▸ Task goal
All the data must come back unchanged, except that pictures are left out.

▸ Input material
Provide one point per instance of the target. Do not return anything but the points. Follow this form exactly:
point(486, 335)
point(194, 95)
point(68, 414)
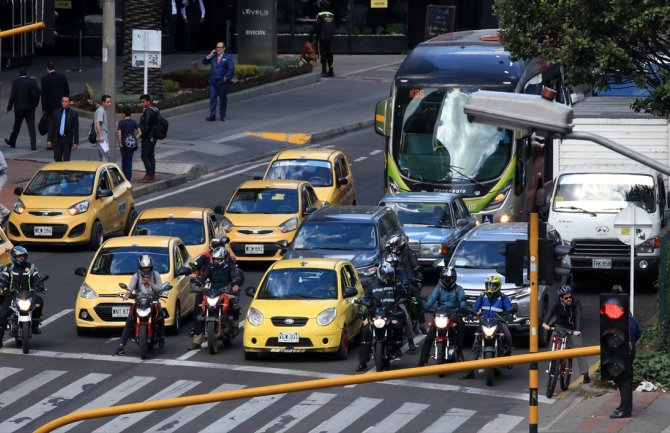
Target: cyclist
point(568, 311)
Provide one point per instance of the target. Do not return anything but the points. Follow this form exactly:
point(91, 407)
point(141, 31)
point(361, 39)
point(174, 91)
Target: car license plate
point(254, 249)
point(42, 231)
point(120, 311)
point(288, 337)
point(602, 263)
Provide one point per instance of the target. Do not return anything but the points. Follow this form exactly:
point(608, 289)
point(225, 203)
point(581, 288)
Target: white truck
point(585, 201)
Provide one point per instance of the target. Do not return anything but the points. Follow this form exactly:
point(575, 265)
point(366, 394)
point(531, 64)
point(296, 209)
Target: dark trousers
point(220, 91)
point(62, 149)
point(29, 116)
point(148, 156)
point(127, 163)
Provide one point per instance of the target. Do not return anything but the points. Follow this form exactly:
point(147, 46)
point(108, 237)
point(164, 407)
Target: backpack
point(160, 130)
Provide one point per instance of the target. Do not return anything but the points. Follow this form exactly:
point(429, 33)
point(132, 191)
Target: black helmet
point(448, 277)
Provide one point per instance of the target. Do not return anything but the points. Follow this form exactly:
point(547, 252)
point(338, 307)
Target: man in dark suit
point(24, 99)
point(54, 87)
point(63, 131)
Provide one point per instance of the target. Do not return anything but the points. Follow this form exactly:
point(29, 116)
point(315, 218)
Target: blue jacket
point(220, 70)
point(490, 307)
point(451, 299)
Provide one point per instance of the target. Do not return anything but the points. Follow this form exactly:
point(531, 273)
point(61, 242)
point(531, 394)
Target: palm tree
point(145, 15)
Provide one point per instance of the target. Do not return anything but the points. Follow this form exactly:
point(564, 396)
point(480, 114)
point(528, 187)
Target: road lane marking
point(241, 414)
point(60, 397)
point(123, 422)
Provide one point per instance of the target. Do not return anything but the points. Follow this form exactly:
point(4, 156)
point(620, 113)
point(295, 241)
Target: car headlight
point(87, 292)
point(78, 208)
point(254, 317)
point(326, 317)
point(289, 225)
point(19, 207)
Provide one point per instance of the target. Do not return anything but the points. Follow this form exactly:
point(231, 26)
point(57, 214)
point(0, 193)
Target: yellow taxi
point(97, 304)
point(327, 170)
point(304, 305)
point(262, 212)
point(72, 202)
point(196, 226)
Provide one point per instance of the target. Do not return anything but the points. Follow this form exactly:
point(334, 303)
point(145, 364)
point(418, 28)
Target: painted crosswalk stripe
point(297, 413)
point(27, 386)
point(112, 397)
point(347, 416)
point(398, 419)
point(121, 423)
point(190, 413)
point(501, 424)
point(51, 402)
point(241, 413)
point(450, 421)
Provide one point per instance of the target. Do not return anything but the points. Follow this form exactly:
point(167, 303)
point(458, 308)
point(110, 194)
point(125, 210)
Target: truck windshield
point(603, 192)
point(437, 143)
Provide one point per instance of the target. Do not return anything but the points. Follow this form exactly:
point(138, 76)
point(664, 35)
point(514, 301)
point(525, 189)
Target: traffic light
point(516, 257)
point(614, 337)
point(552, 264)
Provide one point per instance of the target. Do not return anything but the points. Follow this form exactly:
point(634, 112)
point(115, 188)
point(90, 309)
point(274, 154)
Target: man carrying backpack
point(148, 123)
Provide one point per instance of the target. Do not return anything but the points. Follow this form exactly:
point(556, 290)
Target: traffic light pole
point(533, 277)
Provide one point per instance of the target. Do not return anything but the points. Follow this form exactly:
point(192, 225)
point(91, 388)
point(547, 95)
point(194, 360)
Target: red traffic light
point(612, 311)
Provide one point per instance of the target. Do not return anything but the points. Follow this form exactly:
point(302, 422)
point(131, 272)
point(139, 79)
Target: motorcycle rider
point(449, 295)
point(385, 291)
point(220, 273)
point(491, 303)
point(17, 276)
point(568, 311)
point(145, 281)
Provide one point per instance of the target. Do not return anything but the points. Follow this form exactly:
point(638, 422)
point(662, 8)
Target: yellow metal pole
point(532, 379)
point(315, 384)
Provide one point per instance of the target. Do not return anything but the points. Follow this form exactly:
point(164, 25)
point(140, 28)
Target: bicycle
point(559, 367)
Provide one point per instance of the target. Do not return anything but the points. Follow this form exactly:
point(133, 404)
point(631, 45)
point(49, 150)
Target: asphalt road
point(65, 373)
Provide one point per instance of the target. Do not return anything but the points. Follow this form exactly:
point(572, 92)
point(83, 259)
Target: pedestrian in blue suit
point(222, 69)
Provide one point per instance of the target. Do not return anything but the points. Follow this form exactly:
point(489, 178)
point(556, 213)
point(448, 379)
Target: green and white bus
point(430, 144)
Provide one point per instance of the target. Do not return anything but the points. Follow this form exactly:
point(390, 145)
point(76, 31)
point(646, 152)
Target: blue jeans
point(218, 90)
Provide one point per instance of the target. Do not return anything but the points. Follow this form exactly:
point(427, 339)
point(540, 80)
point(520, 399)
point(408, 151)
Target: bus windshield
point(436, 142)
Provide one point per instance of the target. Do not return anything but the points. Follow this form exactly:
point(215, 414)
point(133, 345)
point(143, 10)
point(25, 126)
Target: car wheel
point(97, 236)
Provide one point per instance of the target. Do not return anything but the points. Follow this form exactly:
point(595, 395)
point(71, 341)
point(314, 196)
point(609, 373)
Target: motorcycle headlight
point(87, 292)
point(23, 304)
point(489, 330)
point(326, 316)
point(289, 225)
point(78, 208)
point(19, 207)
point(254, 317)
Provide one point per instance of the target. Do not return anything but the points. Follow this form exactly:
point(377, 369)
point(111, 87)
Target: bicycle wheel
point(566, 373)
point(552, 378)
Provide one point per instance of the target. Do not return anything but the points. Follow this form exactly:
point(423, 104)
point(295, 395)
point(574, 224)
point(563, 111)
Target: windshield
point(262, 200)
point(336, 236)
point(422, 214)
point(61, 183)
point(123, 260)
point(606, 192)
point(318, 173)
point(190, 230)
point(299, 284)
point(437, 143)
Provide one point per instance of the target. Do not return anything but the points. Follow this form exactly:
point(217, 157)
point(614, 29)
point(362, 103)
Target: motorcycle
point(217, 314)
point(146, 319)
point(20, 320)
point(386, 326)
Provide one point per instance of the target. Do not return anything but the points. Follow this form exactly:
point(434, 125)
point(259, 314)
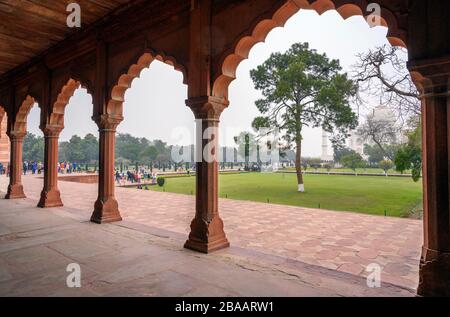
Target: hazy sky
point(155, 105)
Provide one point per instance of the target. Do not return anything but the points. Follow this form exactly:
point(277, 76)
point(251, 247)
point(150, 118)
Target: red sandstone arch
point(20, 124)
point(259, 32)
point(58, 109)
point(115, 104)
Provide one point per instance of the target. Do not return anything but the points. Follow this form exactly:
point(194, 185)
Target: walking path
point(339, 241)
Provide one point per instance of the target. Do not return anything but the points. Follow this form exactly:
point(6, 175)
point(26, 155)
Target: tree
point(409, 156)
point(302, 88)
point(91, 148)
point(384, 70)
point(386, 165)
point(75, 150)
point(381, 131)
point(247, 146)
point(353, 161)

▸ Answer to this problem
Provide one point per instance of the target. Do not return anything but the points. Follow this form exactly:
point(486, 335)
point(194, 95)
point(68, 414)
Target: cyclist
point(568, 311)
Provide one point per instance of the target. Do not return anything but the points. Follow this form exactly:
point(91, 407)
point(141, 31)
point(361, 39)
point(174, 91)
Target: car license plate
point(254, 249)
point(42, 231)
point(120, 311)
point(288, 337)
point(602, 263)
Provide one point per instance of the target. Do not return anything but the points. Follow this form exactly:
point(608, 289)
point(225, 203)
point(581, 288)
Target: white truck
point(585, 201)
Provide one point per instance of the target. Do not return anything but the points. Follow this form exactly:
point(575, 265)
point(366, 394)
point(531, 64)
point(296, 209)
Target: dark trousers
point(220, 91)
point(62, 149)
point(29, 116)
point(148, 156)
point(127, 163)
Provide one point per instance of the target. Do not return anything but the points. Follow this form exactly:
point(147, 46)
point(108, 237)
point(164, 407)
Target: backpack
point(160, 130)
Provide one point per instance of the target. Do not return anything but the points. Follow this form exactly:
point(429, 33)
point(132, 191)
Target: black helmet
point(448, 277)
Provide one point per instance of the target. Do not return anything but the points. Follow this form exactly:
point(547, 252)
point(338, 307)
Target: man in dark suit
point(24, 99)
point(54, 87)
point(63, 131)
Provide one point per instance of the target. Do not return anything but the points. Follow this form exactly:
point(29, 116)
point(315, 218)
Target: blue jacket
point(220, 70)
point(490, 307)
point(451, 299)
Provide one point per instance of the target. Do not return anything but the points. Follow this form exactly:
point(531, 273)
point(61, 242)
point(531, 394)
Target: palm tree
point(145, 15)
Provide one point per instance of the target. Do not return anything but the points. Follow this form exactly:
point(564, 396)
point(480, 114)
point(528, 187)
Target: road lane marking
point(241, 414)
point(60, 397)
point(123, 422)
Provide one point per instance of the target. Do not return anything but the points. Follow this form exactly:
point(4, 156)
point(620, 113)
point(295, 241)
Target: car headlight
point(87, 292)
point(78, 208)
point(254, 317)
point(326, 317)
point(289, 225)
point(19, 207)
Provide one point per instance of the target. Do not return anything but the points. Follow this form exactly:
point(231, 26)
point(57, 214)
point(0, 193)
Target: yellow taxi
point(97, 304)
point(327, 170)
point(304, 305)
point(262, 212)
point(72, 202)
point(196, 226)
Provide one point per instance of the target. Do not return anything but the points. Follow this form exactly:
point(334, 303)
point(145, 364)
point(418, 28)
Target: painted crosswalk stripe
point(297, 413)
point(27, 386)
point(112, 397)
point(347, 416)
point(398, 419)
point(121, 423)
point(190, 413)
point(501, 424)
point(51, 402)
point(241, 413)
point(450, 421)
Provide one point per instance of the target. Do not return anything but the points. Follow this form exactly:
point(167, 303)
point(458, 308)
point(110, 194)
point(125, 210)
Target: truck windshield
point(603, 192)
point(437, 143)
Provide one point per instance of the target. Do not return anything but the points. Follow this form exactly:
point(138, 76)
point(664, 35)
point(514, 301)
point(525, 189)
Target: traffic light
point(516, 257)
point(614, 337)
point(552, 264)
Provide one point per instance of the target. Do not return anything but the points. Follow this form exactly:
point(634, 112)
point(115, 188)
point(90, 309)
point(274, 154)
Target: man carrying backpack
point(148, 123)
Provide one point per instance of the target. Do not return anything but the points. Follow this form exactly:
point(556, 290)
Target: traffic light pole
point(533, 277)
Provide one point per instance of the target. Do not return anything but the points. Follow this form exactly:
point(192, 225)
point(91, 388)
point(547, 95)
point(194, 360)
Target: red traffic light
point(612, 311)
Provide one point per instance of the target. Do not return anything but the points. Follow this form exactly:
point(302, 422)
point(131, 272)
point(139, 79)
Target: motorcycle rider
point(449, 295)
point(385, 291)
point(220, 273)
point(491, 303)
point(17, 276)
point(568, 311)
point(145, 281)
Provide one point per instance of the target. Do not return anything but the points. Follow this form exactly:
point(638, 422)
point(662, 8)
Target: yellow metal pole
point(532, 379)
point(315, 384)
Provide one point per instance of the target. Do not return anything but the points. Follow this form exactly:
point(164, 25)
point(140, 28)
Target: bicycle
point(559, 367)
Provide one point per instance of the target. Do not return anything but the points. Follow this form exactly:
point(133, 404)
point(631, 45)
point(49, 150)
Target: asphalt road
point(65, 373)
Provide one point per instance of the target. Do not return anything but the points. Follow this form exactly:
point(572, 92)
point(83, 259)
Target: pedestrian in blue suit
point(222, 69)
Provide one point per instance of the target. Do not return anything but the points. Follow this form exactly:
point(489, 178)
point(556, 213)
point(448, 379)
Target: green and white bus
point(430, 144)
Provide one point per instance of the target. Do not return anything but the points. Follow this form exactly:
point(390, 145)
point(76, 31)
point(646, 152)
Target: blue jeans
point(218, 90)
Provide one point per instance of the target. Do not return anything but the points. Follow this form exactly:
point(427, 339)
point(540, 80)
point(520, 399)
point(408, 151)
Target: bus windshield
point(436, 142)
Provide one point per instance of the target. Do not return anything but the points. Follow this form exactly:
point(215, 414)
point(133, 345)
point(143, 10)
point(25, 126)
Target: car wheel
point(97, 236)
Provide one point per instance of the target. Do not return anything but the points. Follow this form exactly:
point(595, 395)
point(71, 341)
point(314, 196)
point(609, 373)
Target: motorcycle headlight
point(87, 292)
point(23, 304)
point(489, 330)
point(326, 316)
point(289, 225)
point(78, 208)
point(19, 207)
point(254, 317)
Provide one point per instance of the target. Do not return anything but the points. Follow this form exactly:
point(377, 369)
point(111, 87)
Target: bicycle wheel
point(566, 373)
point(552, 378)
Provide one point per instance of the target. Do not return anything but the points. Follow this form exactly:
point(423, 104)
point(295, 395)
point(574, 224)
point(563, 111)
Target: windshield
point(262, 200)
point(336, 236)
point(422, 214)
point(61, 183)
point(123, 260)
point(606, 192)
point(318, 173)
point(190, 230)
point(299, 284)
point(437, 143)
Provide one point per instance of the target. Do not return anything but the points. Follow this form exactly:
point(217, 157)
point(614, 29)
point(362, 103)
Target: motorcycle
point(217, 314)
point(146, 319)
point(20, 320)
point(386, 326)
Provide one point per instance of the target. Do not return anything but the points. Follow this form exactly:
point(434, 125)
point(259, 314)
Target: hazy sky
point(155, 105)
Provide one point per instance of the target. Do not return anything but the points. Follow this form exactly:
point(277, 76)
point(251, 247)
point(150, 118)
Target: red sandstone arch
point(20, 124)
point(259, 32)
point(58, 109)
point(115, 104)
Provide one point per instance of the target. Do not return anything but the points. Follow this form exactly:
point(194, 185)
Target: walking path
point(339, 241)
Provide one point per instance of the target. Do not return anything but the points. Follow this form exactly:
point(6, 175)
point(26, 155)
Target: tree
point(409, 156)
point(302, 88)
point(91, 148)
point(384, 70)
point(386, 165)
point(75, 150)
point(381, 131)
point(247, 146)
point(353, 161)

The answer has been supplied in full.